We believe that ambitious mechanistic interpretability is possible, and we believe physics is the answer. A collaboration at the intersection of statistical physics, deep learning theory, and AI safety.
To understand where mechanistic interpretability stands today, it helps to place it alongside a surprisingly close historical parallel: the development of thermometry in the nineteenth century. Both fields faced the same foundational impasse. Both needed a Thomson.
The case for physics-inspired interpretability rests on two distinct but reinforcing claims: that a scientific theory of deep learning is already emerging from the physics community, and that statistical physics has developed exactly the tools needed to address interpretability's deepest unsolved problems.
We are interested in developing theoretical frameworks that make increasingly accurate predictions about models trained on natural data — including their internal representations and inference algorithms. This requires understanding how the structure of data interplays with learning algorithms and learned representations — and translating that understanding into practical safety tools.
Can we construct idealized models rich enough to capture intrinsic properties of data structure (hierarchical, compositional, sparse, sequential) while remaining tractable enough to make quantitative predictions? What observables do these models share with natural data, and how do they constrain which theories of data structure are actually useful?
Scaling laws have been a key observable for physics-inspired approaches. Cagnetta 2026 manage to quantitatively predict exponents of data-limited scaling laws by looking at two quantities: how pairwise token correlations decay as they become further apart, and how the next-token conditional entropy decays with respect to the length of the conditioning context.
Coppola et al. 2025 take this physics analogy further, developing a renormalization group (RG) framework for learning curves of weakly non-linear networks trained on power-law distributed data. By treating training as an RG flow that progressively integrates high-frequency modes of the data, they analyze the self-similarity and universality of scaling laws. A notable finding is that features typically neglected in standard treatments — such as the discreteness of the data spectrum and lack of translation invariance — lead to both quantitative and qualitative departures from conventional perturbative RG predictions.
Brill 2024 introduces a percolation model of natural data to study scaling laws, showing that hierarchical, sparse structure gives rise to power-law scaling regimes. Brill 2025 extends this to representation learning, using the same random lattice model to categorize learned features by their compositional role of context, component, and surface.

▬▬▬▬▬▬

Directions
**A.** According to the interpretability page, what two quantities does Cagnetta 2026 use to predict exponents of data-limited scaling laws?
**B.** Please print the interpretability page from "We are interested" up to and including "are actually useful?".
**C.** Summarize the interpretability page in two sentences.
Answer using only the interpretability page above.

Coordinate annotation entries
▬▬▬▬▬▬

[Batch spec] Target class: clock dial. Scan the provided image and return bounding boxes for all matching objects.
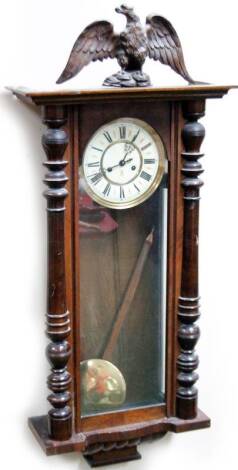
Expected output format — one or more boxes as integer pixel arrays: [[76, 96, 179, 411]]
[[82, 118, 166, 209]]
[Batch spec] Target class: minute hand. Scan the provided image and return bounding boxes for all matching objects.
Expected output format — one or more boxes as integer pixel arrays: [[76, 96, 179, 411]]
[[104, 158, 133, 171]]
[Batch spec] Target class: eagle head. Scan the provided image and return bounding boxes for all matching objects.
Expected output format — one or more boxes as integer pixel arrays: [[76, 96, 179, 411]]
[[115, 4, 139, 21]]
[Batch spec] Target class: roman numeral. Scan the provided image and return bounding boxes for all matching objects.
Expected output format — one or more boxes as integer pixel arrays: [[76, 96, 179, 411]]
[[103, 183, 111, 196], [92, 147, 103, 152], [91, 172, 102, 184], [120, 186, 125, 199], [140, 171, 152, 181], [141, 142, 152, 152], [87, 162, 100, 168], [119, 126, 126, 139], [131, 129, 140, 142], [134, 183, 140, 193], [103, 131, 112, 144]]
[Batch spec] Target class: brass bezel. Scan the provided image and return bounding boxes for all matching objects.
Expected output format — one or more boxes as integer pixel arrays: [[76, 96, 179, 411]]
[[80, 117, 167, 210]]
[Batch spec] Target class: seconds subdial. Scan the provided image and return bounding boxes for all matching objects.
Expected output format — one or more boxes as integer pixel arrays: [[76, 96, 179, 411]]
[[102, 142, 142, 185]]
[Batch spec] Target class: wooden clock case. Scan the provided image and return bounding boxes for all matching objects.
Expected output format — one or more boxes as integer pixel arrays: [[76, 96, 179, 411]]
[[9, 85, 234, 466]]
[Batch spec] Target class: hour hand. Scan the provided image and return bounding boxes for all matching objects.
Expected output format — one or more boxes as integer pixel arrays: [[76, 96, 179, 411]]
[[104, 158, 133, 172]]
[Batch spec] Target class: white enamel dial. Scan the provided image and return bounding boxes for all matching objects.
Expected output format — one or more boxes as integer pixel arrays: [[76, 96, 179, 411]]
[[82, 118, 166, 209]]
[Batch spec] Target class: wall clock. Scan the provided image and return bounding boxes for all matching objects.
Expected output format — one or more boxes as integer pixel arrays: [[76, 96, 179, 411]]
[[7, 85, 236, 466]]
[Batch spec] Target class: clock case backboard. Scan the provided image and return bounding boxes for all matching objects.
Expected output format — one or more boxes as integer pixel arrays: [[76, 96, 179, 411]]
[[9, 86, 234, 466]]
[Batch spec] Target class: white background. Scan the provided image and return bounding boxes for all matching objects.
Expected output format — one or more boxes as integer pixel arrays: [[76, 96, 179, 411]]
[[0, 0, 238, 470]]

▬▬▬▬▬▬

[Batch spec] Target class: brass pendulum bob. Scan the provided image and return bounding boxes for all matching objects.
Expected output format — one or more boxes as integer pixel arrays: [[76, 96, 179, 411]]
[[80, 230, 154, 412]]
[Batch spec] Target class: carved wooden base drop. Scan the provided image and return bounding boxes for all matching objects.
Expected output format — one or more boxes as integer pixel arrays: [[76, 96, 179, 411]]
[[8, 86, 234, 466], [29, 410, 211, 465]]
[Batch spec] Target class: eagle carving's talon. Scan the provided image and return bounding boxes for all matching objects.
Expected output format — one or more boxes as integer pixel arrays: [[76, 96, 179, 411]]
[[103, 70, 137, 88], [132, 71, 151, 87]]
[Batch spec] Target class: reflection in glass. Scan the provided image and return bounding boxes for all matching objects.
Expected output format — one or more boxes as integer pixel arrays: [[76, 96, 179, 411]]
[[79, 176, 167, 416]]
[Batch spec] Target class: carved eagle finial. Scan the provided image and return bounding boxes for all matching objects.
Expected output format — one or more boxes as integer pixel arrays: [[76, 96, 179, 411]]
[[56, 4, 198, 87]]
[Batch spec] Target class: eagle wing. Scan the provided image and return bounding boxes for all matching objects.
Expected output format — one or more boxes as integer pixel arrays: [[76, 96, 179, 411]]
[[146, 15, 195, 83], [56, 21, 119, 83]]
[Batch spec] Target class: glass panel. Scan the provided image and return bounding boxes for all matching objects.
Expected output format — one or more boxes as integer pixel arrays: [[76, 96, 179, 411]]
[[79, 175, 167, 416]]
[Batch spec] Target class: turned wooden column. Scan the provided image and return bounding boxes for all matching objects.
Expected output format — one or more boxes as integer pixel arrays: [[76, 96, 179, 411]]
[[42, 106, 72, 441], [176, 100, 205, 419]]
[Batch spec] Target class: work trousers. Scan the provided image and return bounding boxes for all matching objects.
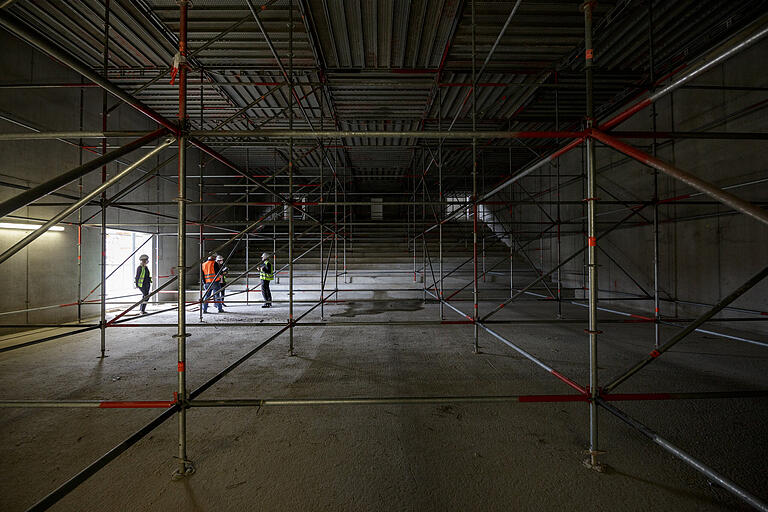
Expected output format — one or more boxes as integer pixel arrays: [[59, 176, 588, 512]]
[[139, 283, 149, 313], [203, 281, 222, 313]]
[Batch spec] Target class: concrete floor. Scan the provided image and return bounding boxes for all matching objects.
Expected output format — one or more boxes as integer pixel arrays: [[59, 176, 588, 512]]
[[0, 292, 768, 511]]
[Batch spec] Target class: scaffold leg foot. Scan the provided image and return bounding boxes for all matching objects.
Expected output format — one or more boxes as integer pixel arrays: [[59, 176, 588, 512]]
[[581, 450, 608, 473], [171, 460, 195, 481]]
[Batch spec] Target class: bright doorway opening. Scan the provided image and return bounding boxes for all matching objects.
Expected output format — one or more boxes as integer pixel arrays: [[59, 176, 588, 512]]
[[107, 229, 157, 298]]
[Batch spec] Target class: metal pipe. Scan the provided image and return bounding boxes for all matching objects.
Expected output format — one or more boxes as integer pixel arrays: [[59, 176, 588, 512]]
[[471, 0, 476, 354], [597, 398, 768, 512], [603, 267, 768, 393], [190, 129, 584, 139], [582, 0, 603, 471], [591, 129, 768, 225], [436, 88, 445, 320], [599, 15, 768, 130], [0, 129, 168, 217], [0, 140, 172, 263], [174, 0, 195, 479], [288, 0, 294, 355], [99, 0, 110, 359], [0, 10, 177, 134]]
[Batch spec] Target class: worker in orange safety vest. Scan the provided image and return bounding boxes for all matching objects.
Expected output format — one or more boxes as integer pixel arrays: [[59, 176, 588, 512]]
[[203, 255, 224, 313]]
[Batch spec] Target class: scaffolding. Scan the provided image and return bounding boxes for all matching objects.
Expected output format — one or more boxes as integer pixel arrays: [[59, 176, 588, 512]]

▬▬▬▬▬▬

Answer set
**A.** How pairwise token correlations decay as they become further apart, and how the next-token conditional entropy decays with respect to the length of the conditioning context.

**B.**
We are interested in developing theoretical frameworks that make increasingly accurate predictions about models trained on natural data — including their internal representations and inference algorithms. This requires understanding how the structure of data interplays with learning algorithms and learned representations — and translating that understanding into practical safety tools.
Can we construct idealized models rich enough to capture intrinsic properties of data structure (hierarchical, compositional, sparse, sequential) while remaining tractable enough to make quantitative predictions? What observables do these models share with natural data, and how do they constrain which theories of data structure are actually useful?

**C.** The page argues that ambitious mechanistic interpretability is possible through physics, claiming that a scientific theory of deep learning is emerging from the physics community and that statistical physics has the tools for interpretability's deepest unsolved problems. It aims to build theoretical frameworks that predict how models trained on natural data behave, and it points to scaling-law work by Cagnetta, Coppola et al., and Brill as examples of physics-inspired approaches.